Steven Spielberg’s “Ready Player One” does more than bring the video game experience to life. The movie is an ’80s nostalgia wave, washing over us for two-plus hours in ways that make the cast of “Stranger Things” blush.
Audiences may have to buy the Blu-ray edition in a few months to catch all the references. The movie, like the book that inspired it, is chockablock with Reagan era goodies.
And while we can’t stop loving the ’80s, it doesn’t mean every artifact from the era deserves a comeback. We don’t need a new “Ishtar,” for obvious reasons.
Let’s visit 5 other ’80s staples and see why we need to leave them in the past where they belong.
Cheapo Slasher Films
Many a horror nut fell in love with the genre based on these low-budget wonders, best typified by the never-ending “Friday the 13th” saga. Great. Have you watched any of these movies lately? The grainy, cheap film stock. The horrid acting. The corny dialogue. Even mediocre horror films today are better in almost every way. The horror genre keeps maturing, and these retro shockers simply no longer deliver the goods in 2018. Is it any wonder that the “Friday the 13th” re-reboot keeps stalling?
Shoulder Pads
It’s the worst fashion accessory since the wide lapel suit. Seeing these beefy, bulky pads instantly dates a movie in the worst of ways. They might be good for a chuckle, but beyond that their usefulness is for a quick sight gag … and little else.
Mullets
It’s the most maligned hairstyle in modern history, and for good reason. Sure, rock gods like Bono once embraced the short in the front, long in the back mantra. Even U2’s lead singer makes mistakes. Just ask his accountant. Anyone who even attempts a mullet today is instantly immortalized on websites dedicated to mocking the hirsute trend.

— Recorded information —
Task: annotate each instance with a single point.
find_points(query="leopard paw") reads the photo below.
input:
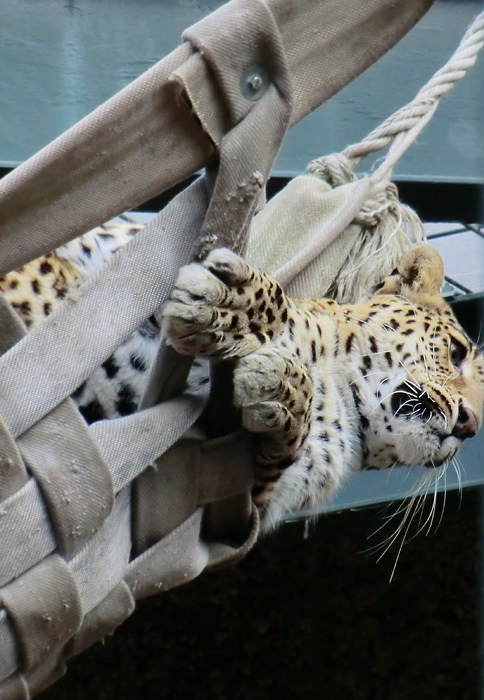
(223, 308)
(275, 394)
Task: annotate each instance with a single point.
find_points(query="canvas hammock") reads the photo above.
(93, 518)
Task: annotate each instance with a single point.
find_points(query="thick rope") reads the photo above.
(402, 128)
(388, 227)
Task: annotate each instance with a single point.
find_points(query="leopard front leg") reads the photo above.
(223, 308)
(275, 393)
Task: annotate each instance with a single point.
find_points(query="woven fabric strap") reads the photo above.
(93, 518)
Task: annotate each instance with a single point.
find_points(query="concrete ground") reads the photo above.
(307, 617)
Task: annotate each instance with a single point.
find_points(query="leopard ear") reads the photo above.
(418, 276)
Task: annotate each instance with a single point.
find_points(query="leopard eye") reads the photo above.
(457, 352)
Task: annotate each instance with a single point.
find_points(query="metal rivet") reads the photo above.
(254, 82)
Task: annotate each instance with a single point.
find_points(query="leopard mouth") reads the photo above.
(410, 400)
(449, 446)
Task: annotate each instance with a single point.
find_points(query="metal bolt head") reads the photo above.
(254, 82)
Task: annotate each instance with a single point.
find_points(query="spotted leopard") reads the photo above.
(329, 388)
(325, 388)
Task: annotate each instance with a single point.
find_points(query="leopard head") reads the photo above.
(418, 380)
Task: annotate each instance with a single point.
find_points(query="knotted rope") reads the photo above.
(389, 227)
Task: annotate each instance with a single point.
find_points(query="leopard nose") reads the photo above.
(466, 425)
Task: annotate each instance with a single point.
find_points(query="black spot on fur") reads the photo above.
(137, 363)
(313, 351)
(270, 315)
(92, 411)
(110, 367)
(35, 286)
(126, 402)
(349, 342)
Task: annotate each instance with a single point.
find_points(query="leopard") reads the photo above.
(322, 388)
(38, 289)
(325, 388)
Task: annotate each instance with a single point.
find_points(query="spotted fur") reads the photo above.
(325, 388)
(328, 388)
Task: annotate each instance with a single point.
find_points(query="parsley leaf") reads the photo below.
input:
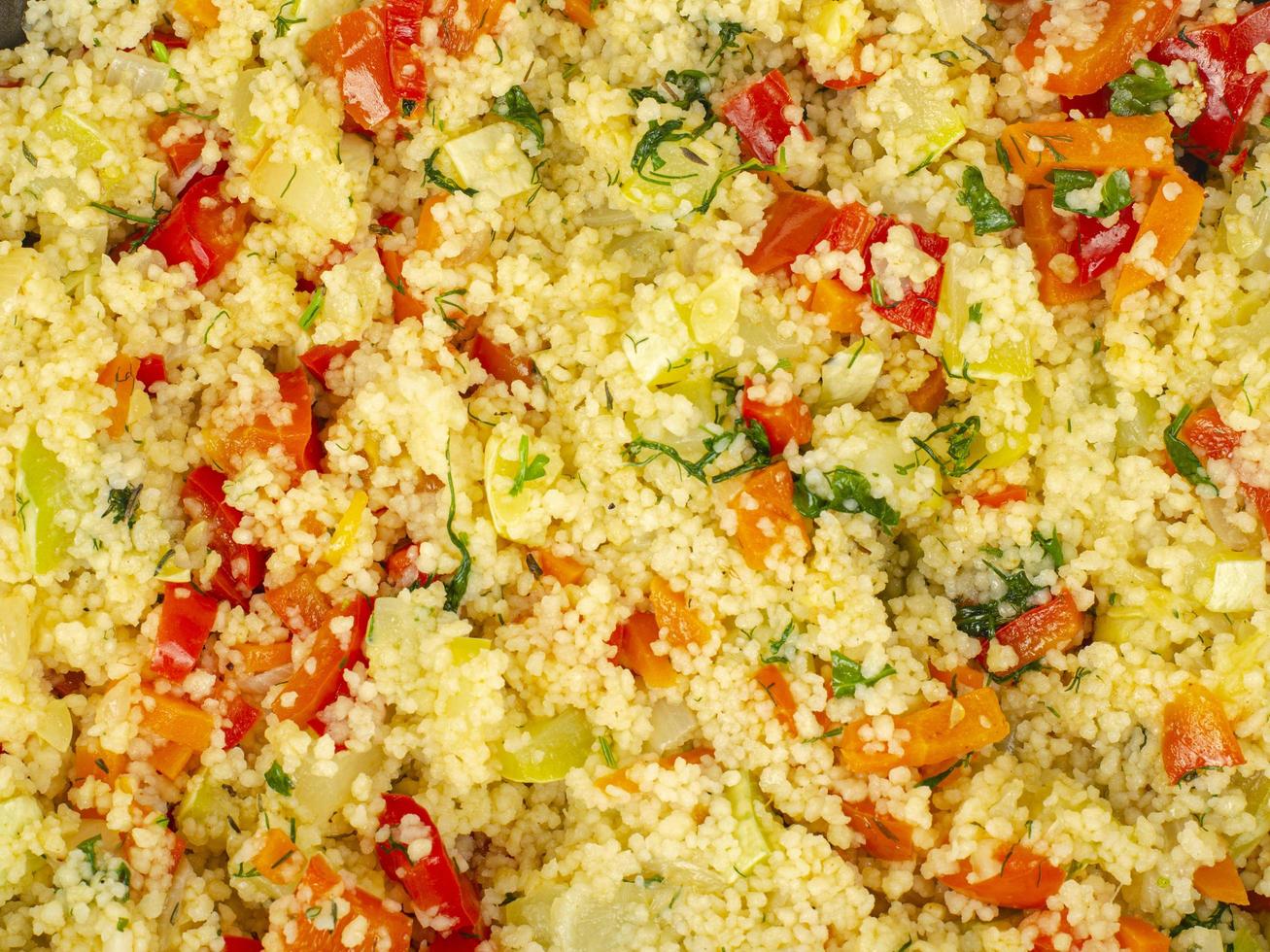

— Problems to solve —
A. Answer these questions from the article on '80s staples:
(i) Which film saga does the article name as the best example of low-budget slasher films?
(ii) Shoulder pads are called the worst fashion accessory since what?
(iii) Which rock singer does the article say once embraced the mullet?
B. Extend the article on '80s staples that belong in the past, beginning after its section on mullets.

— Expected results —
A.
(i) The "Friday the 13th" saga.
(ii) The wide lapel suit.
(iii) Bono, U2's lead singer.

B.
Those Goonies
They were good enough back in 1985. Barely. You had to be of a certain age to fondly remember this ode to childhood from director Richard Donner (the “Lethal Weapon” franchise). Being young meant you excused away the cheap laughs and cheaper bonding between the lads. Today, nostalgia has made it a classic of sorts, but one that can’t live up to the billing. Talk of a “Goonies” sequel remains a toxic idea that won’t say die. It’s time to put that idea back in a time capsule and bury it. Deep.
Bill & Ted
Excellent! This one-joke concept had a pretty good run in the ’80s. Alex Winter and Keanu Reeves captured the era’s dumb, disconnected teen spirit in a mostly harmless fashion. The gags were amusing enough, and the concept even fueled a credible sequel. Like “Goonies,” we keep hearing about a “Bill and Ted” sequel with the original stars, of course. Reeves has aged gracefully, no doubt. What would be the point of new Bill and Ted adventures beyond an embarrassing nostalgia trip?